--- START ---

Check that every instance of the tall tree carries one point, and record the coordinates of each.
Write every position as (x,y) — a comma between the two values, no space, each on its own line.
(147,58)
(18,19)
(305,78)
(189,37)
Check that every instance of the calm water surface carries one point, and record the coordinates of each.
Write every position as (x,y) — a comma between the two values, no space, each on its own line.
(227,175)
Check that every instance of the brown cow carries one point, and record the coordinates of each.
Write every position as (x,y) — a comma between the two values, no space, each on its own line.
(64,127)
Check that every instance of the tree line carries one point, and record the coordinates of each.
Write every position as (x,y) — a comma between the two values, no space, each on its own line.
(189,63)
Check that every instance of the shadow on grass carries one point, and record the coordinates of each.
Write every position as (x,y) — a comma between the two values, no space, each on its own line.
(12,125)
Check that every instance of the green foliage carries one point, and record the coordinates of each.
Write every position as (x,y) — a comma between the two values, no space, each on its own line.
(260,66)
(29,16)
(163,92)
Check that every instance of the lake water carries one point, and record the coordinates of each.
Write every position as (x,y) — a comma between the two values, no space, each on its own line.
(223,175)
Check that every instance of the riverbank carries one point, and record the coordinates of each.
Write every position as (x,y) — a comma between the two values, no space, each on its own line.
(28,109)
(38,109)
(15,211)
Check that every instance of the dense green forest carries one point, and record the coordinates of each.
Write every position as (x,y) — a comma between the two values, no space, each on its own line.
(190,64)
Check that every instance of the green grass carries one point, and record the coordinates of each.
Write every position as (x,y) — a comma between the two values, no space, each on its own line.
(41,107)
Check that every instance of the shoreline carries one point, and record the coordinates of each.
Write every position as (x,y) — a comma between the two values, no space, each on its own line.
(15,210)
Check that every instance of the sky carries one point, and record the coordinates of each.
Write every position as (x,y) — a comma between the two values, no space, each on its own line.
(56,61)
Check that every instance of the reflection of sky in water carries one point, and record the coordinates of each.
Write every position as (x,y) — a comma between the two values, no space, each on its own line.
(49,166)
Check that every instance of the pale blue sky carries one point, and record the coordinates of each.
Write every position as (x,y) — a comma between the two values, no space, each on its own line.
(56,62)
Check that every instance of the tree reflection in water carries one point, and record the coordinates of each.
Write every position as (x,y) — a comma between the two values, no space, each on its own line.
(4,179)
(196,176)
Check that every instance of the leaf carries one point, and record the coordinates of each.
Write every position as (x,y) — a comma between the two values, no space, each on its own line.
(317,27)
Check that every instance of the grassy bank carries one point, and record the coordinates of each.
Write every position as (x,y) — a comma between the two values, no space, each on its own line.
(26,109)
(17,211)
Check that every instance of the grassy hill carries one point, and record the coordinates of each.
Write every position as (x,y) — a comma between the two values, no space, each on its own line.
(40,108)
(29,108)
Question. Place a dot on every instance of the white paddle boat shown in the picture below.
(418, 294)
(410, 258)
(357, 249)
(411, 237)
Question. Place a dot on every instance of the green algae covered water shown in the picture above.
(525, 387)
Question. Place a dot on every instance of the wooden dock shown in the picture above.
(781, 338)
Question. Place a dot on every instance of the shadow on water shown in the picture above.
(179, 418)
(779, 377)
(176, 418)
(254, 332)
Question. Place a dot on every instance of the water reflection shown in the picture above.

--- END ---

— How to complete this task —
What lines in the entries above include the string "grassy"? Return each one.

— Exercise answer —
Check that every instance of the grassy bank carries one point, and record the coordinates of each.
Check that every instance of the grassy hill carries one point, and record the coordinates of each.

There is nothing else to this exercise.